What you should do:
Go through the data below. Pull out every line that has the word "clicks".

[Start of Attachment]

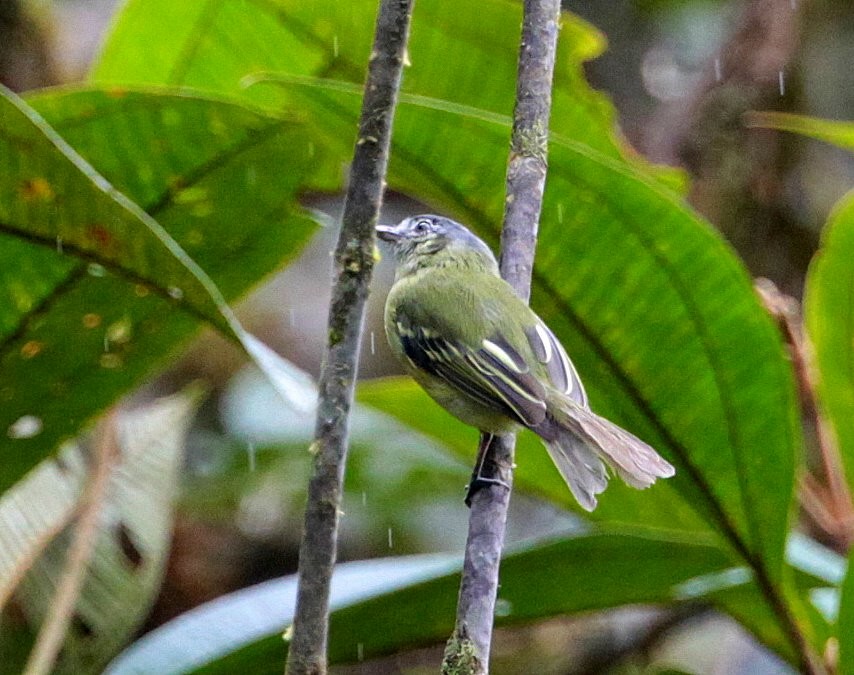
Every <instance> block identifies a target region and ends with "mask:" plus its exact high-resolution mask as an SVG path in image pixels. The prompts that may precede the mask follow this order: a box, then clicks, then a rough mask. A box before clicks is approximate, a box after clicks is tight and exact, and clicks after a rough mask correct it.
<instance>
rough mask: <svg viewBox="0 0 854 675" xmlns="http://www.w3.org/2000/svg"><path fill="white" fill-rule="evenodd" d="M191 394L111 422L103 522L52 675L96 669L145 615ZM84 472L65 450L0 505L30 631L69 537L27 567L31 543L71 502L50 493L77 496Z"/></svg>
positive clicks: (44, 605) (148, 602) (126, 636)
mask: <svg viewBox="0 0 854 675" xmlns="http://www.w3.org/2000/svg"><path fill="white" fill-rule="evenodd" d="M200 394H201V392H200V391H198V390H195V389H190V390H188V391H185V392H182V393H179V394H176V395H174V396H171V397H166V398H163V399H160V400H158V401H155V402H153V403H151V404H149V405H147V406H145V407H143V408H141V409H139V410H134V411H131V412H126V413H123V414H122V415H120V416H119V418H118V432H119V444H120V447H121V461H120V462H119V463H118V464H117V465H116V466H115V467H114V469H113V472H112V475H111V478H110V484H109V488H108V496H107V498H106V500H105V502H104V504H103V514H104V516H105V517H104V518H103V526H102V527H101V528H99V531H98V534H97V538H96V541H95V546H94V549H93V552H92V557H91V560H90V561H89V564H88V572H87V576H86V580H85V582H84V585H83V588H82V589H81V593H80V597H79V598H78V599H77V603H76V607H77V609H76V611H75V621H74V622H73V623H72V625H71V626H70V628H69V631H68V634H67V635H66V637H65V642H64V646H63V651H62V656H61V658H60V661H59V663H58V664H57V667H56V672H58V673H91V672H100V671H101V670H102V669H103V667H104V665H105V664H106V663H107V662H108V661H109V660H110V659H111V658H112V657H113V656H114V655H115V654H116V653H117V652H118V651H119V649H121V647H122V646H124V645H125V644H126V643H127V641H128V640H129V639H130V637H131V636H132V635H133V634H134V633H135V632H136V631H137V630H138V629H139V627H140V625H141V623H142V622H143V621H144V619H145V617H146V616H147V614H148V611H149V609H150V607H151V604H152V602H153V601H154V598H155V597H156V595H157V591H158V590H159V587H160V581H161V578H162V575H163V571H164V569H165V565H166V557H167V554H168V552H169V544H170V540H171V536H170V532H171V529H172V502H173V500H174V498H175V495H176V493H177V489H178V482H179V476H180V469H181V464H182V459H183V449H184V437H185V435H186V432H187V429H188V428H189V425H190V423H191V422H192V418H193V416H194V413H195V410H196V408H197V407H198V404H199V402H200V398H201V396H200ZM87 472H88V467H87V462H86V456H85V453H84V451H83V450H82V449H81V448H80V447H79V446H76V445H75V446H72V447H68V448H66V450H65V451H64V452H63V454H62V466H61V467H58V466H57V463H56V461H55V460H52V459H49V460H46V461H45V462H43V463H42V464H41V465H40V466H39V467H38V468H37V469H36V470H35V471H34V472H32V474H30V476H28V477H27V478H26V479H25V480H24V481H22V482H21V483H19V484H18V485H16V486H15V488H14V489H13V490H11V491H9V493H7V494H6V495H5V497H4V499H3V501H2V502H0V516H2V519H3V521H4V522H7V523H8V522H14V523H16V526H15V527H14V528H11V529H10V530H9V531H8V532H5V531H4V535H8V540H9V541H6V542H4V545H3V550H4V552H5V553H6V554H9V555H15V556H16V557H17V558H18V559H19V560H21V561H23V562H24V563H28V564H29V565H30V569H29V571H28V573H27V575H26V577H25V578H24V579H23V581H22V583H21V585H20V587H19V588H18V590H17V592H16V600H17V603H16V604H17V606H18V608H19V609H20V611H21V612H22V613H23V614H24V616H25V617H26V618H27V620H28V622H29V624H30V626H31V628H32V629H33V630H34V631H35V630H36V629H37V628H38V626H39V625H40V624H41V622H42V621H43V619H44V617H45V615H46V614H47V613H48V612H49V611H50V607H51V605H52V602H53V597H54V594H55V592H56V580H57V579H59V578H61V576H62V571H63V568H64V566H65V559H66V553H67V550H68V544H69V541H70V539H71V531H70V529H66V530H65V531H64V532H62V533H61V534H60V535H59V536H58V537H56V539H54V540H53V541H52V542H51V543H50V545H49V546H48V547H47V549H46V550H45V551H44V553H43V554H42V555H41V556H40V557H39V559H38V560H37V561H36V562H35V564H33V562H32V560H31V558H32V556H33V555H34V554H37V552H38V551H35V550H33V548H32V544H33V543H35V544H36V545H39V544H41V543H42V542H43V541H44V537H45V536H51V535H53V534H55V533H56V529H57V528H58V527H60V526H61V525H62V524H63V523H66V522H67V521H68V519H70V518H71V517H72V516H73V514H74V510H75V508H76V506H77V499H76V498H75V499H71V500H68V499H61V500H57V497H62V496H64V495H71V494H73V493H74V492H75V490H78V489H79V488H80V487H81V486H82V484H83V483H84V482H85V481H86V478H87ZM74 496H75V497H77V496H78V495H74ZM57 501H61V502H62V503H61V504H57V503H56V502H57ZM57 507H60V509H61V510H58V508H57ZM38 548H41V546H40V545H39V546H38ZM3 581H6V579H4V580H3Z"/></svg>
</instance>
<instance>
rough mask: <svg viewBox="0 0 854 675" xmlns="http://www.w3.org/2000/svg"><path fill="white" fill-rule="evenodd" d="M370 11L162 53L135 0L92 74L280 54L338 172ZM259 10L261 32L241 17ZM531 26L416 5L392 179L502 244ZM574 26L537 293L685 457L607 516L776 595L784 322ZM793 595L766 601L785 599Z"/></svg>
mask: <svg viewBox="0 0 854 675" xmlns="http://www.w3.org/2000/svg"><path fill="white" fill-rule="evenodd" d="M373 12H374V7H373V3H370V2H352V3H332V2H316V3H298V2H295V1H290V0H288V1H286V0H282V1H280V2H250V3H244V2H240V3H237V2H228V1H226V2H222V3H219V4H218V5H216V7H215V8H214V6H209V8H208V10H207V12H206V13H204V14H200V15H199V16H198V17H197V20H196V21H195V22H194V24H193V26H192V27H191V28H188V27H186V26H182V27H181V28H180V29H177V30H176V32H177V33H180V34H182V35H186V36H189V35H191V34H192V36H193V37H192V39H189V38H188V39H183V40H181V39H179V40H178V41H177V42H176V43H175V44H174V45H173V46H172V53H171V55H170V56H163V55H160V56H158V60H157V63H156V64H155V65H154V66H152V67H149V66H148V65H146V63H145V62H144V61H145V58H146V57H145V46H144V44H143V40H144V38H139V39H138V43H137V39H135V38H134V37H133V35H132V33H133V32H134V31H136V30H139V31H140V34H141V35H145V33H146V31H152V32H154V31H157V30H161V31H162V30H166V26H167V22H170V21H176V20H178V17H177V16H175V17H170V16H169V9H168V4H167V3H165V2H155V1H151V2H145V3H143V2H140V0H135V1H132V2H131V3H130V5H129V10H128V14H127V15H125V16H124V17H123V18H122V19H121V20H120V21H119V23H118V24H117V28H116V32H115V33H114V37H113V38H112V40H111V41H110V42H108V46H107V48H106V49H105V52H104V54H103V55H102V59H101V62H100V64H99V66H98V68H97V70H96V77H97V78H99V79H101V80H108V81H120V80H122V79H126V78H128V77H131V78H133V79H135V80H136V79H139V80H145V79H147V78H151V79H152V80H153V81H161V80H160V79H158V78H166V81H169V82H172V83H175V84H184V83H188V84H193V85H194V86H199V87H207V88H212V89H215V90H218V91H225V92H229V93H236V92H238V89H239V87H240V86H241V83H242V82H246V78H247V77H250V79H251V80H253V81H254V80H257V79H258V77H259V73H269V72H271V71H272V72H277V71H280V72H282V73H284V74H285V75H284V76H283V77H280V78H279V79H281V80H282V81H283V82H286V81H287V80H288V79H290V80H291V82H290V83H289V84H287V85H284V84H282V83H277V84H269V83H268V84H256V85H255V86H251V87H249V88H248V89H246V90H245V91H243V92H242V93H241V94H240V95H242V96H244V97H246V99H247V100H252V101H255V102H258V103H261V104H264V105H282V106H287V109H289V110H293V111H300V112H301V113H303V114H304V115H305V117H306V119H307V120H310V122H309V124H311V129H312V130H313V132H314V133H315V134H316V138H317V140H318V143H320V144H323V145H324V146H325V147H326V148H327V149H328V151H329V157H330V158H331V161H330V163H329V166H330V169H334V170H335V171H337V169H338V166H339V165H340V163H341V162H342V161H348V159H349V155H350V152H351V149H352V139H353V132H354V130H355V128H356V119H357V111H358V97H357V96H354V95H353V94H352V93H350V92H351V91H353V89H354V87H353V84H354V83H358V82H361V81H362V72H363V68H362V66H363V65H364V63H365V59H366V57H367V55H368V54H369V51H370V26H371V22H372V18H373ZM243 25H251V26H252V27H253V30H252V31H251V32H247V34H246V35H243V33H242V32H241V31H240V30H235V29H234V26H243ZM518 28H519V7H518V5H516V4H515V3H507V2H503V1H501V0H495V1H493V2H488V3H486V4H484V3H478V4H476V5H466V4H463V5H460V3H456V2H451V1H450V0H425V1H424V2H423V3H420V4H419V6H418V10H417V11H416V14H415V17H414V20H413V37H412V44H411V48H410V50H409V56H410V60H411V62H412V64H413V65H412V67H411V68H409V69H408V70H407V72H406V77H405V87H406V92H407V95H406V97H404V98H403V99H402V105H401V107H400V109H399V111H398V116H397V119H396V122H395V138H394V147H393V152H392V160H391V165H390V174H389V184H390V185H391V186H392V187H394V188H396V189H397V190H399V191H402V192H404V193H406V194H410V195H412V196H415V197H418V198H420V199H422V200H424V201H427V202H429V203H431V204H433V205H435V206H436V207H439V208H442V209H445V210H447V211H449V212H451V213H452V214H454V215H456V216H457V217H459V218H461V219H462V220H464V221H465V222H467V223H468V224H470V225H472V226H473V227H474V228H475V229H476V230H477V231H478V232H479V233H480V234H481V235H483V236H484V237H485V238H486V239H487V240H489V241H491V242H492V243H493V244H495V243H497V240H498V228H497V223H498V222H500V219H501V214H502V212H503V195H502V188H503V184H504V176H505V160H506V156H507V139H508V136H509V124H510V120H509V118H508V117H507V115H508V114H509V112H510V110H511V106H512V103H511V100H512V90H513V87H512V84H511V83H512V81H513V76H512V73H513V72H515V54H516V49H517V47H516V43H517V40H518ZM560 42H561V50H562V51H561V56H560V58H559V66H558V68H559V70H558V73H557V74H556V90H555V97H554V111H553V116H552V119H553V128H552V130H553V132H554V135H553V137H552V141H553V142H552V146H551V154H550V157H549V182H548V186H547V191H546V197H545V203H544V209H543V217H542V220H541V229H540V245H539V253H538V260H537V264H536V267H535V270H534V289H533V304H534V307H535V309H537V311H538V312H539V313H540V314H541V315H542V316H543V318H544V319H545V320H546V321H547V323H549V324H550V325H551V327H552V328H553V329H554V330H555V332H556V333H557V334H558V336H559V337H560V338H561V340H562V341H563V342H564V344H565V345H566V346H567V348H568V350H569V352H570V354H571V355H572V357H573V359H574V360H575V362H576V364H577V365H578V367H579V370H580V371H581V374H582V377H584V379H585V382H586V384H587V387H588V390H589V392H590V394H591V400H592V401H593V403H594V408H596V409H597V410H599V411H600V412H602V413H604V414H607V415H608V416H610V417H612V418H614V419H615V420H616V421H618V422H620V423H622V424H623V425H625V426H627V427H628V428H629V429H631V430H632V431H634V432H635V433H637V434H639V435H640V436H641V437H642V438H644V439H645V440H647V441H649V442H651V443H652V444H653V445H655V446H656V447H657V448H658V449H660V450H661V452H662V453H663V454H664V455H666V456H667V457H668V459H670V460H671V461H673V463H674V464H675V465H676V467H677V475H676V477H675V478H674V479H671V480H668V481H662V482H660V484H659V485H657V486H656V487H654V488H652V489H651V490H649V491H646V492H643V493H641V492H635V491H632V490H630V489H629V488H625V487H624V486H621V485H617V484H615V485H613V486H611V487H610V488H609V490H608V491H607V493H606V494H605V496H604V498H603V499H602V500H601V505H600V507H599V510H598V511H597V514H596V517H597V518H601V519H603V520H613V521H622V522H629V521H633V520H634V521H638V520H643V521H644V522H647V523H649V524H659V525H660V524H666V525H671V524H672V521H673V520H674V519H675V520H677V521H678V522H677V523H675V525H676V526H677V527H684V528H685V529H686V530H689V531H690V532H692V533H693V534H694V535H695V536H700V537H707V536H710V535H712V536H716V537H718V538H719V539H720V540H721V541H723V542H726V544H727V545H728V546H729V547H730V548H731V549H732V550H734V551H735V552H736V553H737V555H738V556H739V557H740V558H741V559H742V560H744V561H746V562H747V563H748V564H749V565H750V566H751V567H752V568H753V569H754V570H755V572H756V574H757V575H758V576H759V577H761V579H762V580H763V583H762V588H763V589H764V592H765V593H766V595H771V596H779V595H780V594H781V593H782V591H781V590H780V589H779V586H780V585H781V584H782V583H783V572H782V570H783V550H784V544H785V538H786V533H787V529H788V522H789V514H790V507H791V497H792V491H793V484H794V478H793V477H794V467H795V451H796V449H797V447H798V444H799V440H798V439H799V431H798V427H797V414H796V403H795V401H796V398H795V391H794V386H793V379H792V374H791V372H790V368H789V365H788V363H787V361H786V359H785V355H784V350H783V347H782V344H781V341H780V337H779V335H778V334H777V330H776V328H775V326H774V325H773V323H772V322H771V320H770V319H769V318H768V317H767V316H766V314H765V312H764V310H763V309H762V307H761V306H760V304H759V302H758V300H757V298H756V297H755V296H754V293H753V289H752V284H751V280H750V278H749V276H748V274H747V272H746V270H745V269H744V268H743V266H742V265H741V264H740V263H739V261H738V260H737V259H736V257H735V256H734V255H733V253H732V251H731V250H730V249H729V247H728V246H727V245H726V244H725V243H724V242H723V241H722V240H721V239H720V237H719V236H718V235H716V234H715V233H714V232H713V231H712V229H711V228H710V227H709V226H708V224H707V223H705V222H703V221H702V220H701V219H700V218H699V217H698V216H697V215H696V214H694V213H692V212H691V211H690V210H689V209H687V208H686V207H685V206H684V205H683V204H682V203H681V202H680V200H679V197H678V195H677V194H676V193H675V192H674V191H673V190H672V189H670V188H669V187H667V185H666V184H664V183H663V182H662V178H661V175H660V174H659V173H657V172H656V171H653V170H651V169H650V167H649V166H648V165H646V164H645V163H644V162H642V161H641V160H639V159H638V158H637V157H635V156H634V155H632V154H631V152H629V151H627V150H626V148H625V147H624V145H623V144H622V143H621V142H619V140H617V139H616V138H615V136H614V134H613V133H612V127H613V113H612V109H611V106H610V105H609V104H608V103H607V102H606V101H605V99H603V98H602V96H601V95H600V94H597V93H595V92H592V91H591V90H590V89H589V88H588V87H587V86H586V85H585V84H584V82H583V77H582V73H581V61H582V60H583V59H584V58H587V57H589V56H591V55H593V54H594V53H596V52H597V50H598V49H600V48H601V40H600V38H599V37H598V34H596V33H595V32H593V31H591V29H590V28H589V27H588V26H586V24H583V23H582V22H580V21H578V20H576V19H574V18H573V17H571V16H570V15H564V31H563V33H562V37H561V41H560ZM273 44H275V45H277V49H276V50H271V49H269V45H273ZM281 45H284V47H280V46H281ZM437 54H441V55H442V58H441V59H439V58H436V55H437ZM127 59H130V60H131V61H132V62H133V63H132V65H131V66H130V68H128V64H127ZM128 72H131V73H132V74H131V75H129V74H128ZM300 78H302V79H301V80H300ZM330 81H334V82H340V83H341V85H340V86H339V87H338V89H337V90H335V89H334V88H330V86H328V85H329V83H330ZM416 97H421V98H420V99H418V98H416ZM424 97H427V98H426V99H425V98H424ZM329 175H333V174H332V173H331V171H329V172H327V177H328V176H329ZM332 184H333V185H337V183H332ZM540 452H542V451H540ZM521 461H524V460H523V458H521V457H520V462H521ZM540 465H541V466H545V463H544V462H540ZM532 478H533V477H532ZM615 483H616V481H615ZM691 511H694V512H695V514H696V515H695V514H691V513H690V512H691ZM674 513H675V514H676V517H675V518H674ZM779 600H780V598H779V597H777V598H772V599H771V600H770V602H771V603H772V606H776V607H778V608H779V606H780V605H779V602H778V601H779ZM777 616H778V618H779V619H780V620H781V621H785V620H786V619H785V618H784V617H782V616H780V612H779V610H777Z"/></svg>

[End of Attachment]

Answer section:
Every <instance> block identifies a target region and ends with "mask:" plus its exact high-resolution mask as an SVG path in image pixels. The prompts that may precede the mask follow this order: a box, then clicks, then a rough mask. A box before clicks is approximate, a box after clicks is tight and exact, and clicks after a rough mask correct it.
positive clicks: (44, 605) (148, 602) (126, 636)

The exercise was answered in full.